_WORK TO COMPLETE_.
Your answer should consist of the lines below that hold the word "rope".

_SUPPLIED RECORDS_.
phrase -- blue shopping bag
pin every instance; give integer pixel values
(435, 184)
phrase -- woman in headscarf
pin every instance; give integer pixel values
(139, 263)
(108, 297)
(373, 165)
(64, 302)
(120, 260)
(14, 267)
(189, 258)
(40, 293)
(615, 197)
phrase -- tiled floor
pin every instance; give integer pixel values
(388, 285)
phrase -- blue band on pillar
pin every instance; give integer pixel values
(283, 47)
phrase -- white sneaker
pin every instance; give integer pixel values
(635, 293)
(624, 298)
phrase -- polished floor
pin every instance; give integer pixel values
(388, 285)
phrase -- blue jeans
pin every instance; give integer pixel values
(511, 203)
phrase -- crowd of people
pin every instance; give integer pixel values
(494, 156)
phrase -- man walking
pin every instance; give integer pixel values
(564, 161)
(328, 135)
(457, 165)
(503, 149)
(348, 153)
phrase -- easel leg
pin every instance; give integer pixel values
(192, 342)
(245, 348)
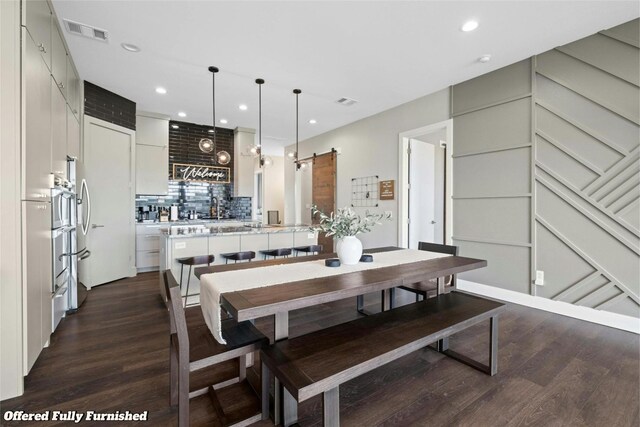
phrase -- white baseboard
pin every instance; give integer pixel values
(613, 320)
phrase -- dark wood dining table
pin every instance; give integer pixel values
(278, 300)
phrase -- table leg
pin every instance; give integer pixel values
(281, 331)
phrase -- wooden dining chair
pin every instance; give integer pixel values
(429, 288)
(211, 374)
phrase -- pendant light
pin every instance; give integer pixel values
(297, 159)
(260, 82)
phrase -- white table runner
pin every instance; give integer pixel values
(214, 284)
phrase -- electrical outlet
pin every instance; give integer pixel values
(539, 278)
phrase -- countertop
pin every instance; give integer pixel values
(235, 230)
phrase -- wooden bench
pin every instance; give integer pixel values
(319, 362)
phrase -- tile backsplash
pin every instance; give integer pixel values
(199, 196)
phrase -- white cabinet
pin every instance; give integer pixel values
(58, 132)
(152, 169)
(37, 279)
(73, 134)
(152, 154)
(58, 60)
(36, 155)
(148, 247)
(38, 22)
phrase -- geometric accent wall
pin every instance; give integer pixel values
(587, 171)
(546, 172)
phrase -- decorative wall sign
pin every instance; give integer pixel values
(387, 190)
(202, 173)
(364, 191)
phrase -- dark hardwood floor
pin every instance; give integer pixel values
(552, 370)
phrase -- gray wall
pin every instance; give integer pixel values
(546, 172)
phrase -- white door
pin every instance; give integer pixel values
(422, 191)
(109, 173)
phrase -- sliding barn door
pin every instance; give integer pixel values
(324, 191)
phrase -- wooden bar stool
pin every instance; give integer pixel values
(312, 249)
(198, 363)
(191, 261)
(238, 256)
(285, 252)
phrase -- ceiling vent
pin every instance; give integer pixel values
(347, 102)
(86, 31)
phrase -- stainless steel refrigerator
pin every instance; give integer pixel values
(80, 217)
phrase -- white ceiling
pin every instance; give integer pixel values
(381, 53)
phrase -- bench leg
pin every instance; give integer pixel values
(265, 392)
(490, 369)
(331, 407)
(290, 409)
(493, 350)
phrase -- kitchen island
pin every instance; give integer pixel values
(193, 240)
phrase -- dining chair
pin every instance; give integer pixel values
(212, 373)
(428, 288)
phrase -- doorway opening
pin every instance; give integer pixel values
(425, 185)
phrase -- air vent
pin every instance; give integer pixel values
(347, 102)
(86, 31)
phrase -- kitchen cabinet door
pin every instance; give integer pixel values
(152, 169)
(73, 134)
(37, 279)
(73, 89)
(58, 60)
(58, 132)
(38, 22)
(36, 155)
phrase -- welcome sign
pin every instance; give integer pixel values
(202, 173)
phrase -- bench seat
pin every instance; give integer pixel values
(319, 362)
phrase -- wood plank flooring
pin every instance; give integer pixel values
(552, 370)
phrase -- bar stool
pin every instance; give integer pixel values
(191, 261)
(312, 249)
(238, 256)
(285, 252)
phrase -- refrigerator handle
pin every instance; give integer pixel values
(84, 190)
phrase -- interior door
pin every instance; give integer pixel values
(422, 193)
(108, 172)
(324, 192)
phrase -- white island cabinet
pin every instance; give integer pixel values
(179, 246)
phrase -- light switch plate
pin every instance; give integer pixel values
(539, 278)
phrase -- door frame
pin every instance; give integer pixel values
(87, 122)
(403, 179)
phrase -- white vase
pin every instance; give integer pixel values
(349, 250)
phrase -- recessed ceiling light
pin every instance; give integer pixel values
(469, 26)
(130, 47)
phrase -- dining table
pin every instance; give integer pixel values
(279, 299)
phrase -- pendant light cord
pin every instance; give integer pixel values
(297, 92)
(260, 82)
(214, 70)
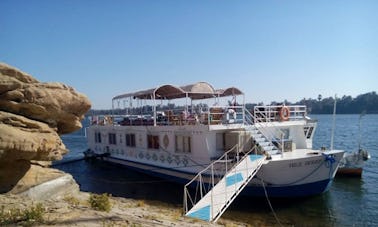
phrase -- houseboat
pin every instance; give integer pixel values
(177, 132)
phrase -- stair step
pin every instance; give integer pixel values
(216, 201)
(264, 144)
(260, 139)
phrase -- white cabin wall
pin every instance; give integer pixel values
(298, 137)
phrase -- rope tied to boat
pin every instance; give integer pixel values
(329, 160)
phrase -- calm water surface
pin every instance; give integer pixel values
(350, 201)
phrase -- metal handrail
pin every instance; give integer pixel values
(199, 177)
(264, 128)
(272, 113)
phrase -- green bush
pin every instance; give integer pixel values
(100, 202)
(29, 216)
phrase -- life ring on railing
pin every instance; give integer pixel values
(284, 113)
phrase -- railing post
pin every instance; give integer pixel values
(212, 199)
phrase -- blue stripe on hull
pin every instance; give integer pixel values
(302, 190)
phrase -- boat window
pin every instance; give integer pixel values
(130, 140)
(112, 138)
(286, 133)
(220, 141)
(308, 131)
(183, 144)
(153, 142)
(97, 137)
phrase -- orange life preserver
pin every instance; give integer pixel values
(284, 113)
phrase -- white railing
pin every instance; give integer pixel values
(275, 113)
(267, 129)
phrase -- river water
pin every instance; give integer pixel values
(349, 202)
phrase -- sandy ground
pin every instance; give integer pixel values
(76, 211)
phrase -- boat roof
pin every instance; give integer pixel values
(199, 90)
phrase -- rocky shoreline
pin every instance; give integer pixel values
(33, 116)
(67, 206)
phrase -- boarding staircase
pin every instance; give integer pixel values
(211, 192)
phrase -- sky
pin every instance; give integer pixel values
(271, 50)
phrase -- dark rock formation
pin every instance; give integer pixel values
(32, 116)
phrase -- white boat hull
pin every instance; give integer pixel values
(283, 177)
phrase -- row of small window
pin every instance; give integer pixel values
(183, 143)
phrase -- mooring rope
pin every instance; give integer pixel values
(270, 205)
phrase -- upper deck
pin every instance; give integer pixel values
(195, 104)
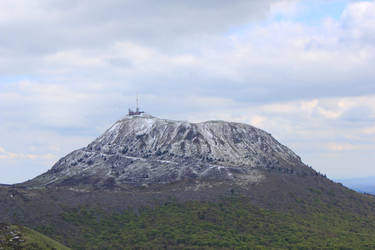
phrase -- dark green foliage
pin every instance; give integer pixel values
(231, 223)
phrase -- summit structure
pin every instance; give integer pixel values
(137, 110)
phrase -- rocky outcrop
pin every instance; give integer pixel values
(144, 150)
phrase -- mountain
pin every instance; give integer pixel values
(156, 183)
(363, 185)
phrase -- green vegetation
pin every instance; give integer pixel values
(19, 237)
(231, 223)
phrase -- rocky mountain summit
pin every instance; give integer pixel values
(142, 150)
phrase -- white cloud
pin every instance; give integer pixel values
(17, 156)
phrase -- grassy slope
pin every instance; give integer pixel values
(233, 222)
(30, 239)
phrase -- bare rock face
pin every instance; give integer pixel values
(143, 150)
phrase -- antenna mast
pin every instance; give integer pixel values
(137, 109)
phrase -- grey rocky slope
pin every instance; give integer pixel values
(143, 150)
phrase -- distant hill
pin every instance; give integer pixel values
(156, 183)
(362, 185)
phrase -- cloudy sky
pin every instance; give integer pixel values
(302, 70)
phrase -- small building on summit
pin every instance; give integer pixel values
(136, 112)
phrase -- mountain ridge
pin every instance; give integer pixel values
(145, 150)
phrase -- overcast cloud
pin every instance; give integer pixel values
(69, 69)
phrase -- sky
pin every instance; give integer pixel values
(302, 70)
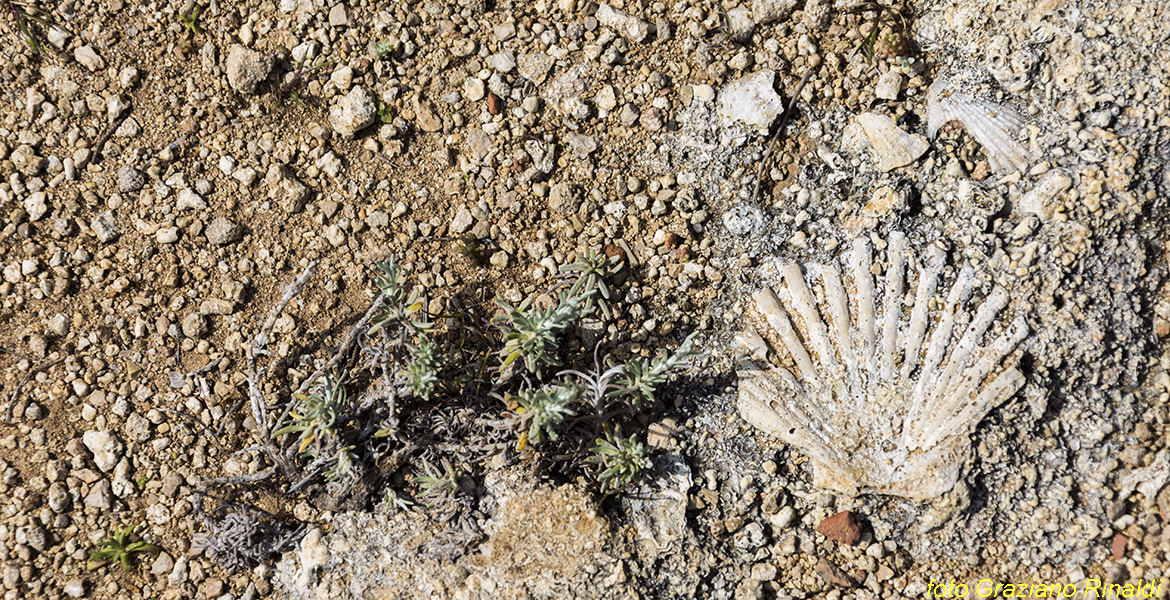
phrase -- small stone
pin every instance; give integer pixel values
(35, 206)
(222, 232)
(89, 59)
(115, 105)
(833, 574)
(190, 200)
(353, 112)
(462, 221)
(889, 84)
(246, 69)
(462, 48)
(506, 30)
(104, 446)
(535, 67)
(130, 179)
(751, 100)
(166, 235)
(100, 496)
(842, 528)
(75, 587)
(474, 89)
(194, 325)
(628, 27)
(337, 16)
(163, 564)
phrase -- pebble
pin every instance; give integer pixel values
(246, 69)
(75, 587)
(751, 100)
(842, 528)
(105, 227)
(100, 496)
(89, 59)
(535, 67)
(462, 221)
(353, 112)
(222, 232)
(889, 85)
(338, 16)
(194, 325)
(35, 206)
(190, 200)
(130, 179)
(474, 89)
(104, 446)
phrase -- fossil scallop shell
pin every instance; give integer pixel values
(992, 125)
(880, 400)
(893, 146)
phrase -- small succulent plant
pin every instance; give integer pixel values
(620, 459)
(545, 408)
(531, 333)
(118, 547)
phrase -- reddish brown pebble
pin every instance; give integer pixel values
(842, 526)
(1119, 546)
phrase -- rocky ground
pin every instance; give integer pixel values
(169, 169)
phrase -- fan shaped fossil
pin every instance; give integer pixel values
(881, 399)
(992, 125)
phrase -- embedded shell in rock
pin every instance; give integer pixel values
(881, 395)
(992, 125)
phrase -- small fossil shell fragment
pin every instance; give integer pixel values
(991, 124)
(881, 397)
(893, 146)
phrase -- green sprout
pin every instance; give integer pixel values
(315, 414)
(543, 409)
(640, 378)
(118, 547)
(398, 304)
(422, 373)
(532, 333)
(438, 485)
(192, 20)
(22, 14)
(593, 268)
(621, 459)
(383, 48)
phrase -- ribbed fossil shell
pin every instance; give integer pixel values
(893, 147)
(881, 398)
(992, 125)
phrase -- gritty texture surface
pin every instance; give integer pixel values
(163, 183)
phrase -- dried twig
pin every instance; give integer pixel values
(15, 393)
(779, 130)
(259, 408)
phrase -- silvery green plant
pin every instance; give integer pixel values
(531, 333)
(421, 373)
(399, 305)
(640, 378)
(544, 408)
(621, 459)
(592, 269)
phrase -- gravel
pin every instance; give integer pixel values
(539, 132)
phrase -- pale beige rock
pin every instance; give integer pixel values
(880, 401)
(893, 146)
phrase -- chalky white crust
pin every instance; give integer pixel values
(882, 395)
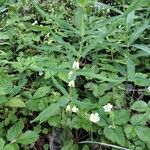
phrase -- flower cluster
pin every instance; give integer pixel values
(108, 107)
(72, 109)
(148, 89)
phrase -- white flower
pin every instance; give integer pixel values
(108, 107)
(75, 65)
(40, 73)
(68, 108)
(75, 109)
(94, 117)
(70, 74)
(148, 89)
(71, 83)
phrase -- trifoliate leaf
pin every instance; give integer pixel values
(121, 117)
(15, 102)
(41, 92)
(15, 131)
(130, 131)
(139, 106)
(116, 135)
(28, 137)
(143, 133)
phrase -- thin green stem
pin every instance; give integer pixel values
(103, 144)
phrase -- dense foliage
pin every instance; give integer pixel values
(74, 74)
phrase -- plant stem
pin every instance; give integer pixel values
(104, 144)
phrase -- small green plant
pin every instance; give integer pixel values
(78, 66)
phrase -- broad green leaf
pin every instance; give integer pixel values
(15, 102)
(5, 84)
(130, 131)
(139, 106)
(59, 86)
(28, 137)
(41, 92)
(144, 48)
(9, 147)
(52, 110)
(116, 135)
(91, 46)
(137, 32)
(93, 75)
(2, 143)
(143, 133)
(139, 119)
(130, 70)
(104, 6)
(121, 117)
(67, 45)
(15, 131)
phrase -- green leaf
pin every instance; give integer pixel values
(143, 133)
(5, 84)
(59, 86)
(116, 135)
(136, 34)
(130, 70)
(2, 143)
(130, 131)
(139, 119)
(52, 110)
(144, 48)
(121, 117)
(28, 137)
(139, 106)
(91, 46)
(9, 147)
(79, 20)
(130, 19)
(15, 102)
(93, 75)
(41, 92)
(14, 132)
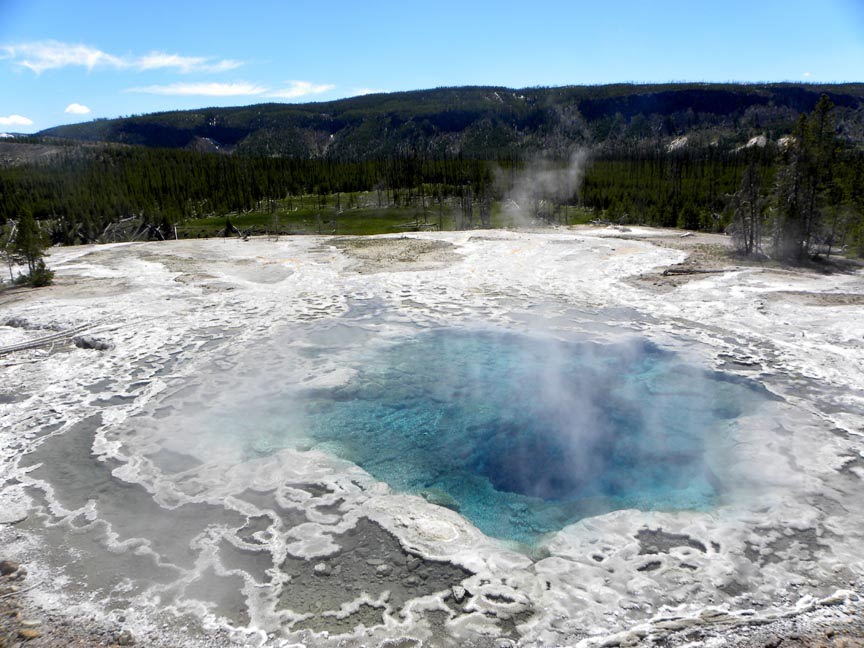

_SOLUTION_.
phrase -- rope tied to boat
phrase -- mooring rope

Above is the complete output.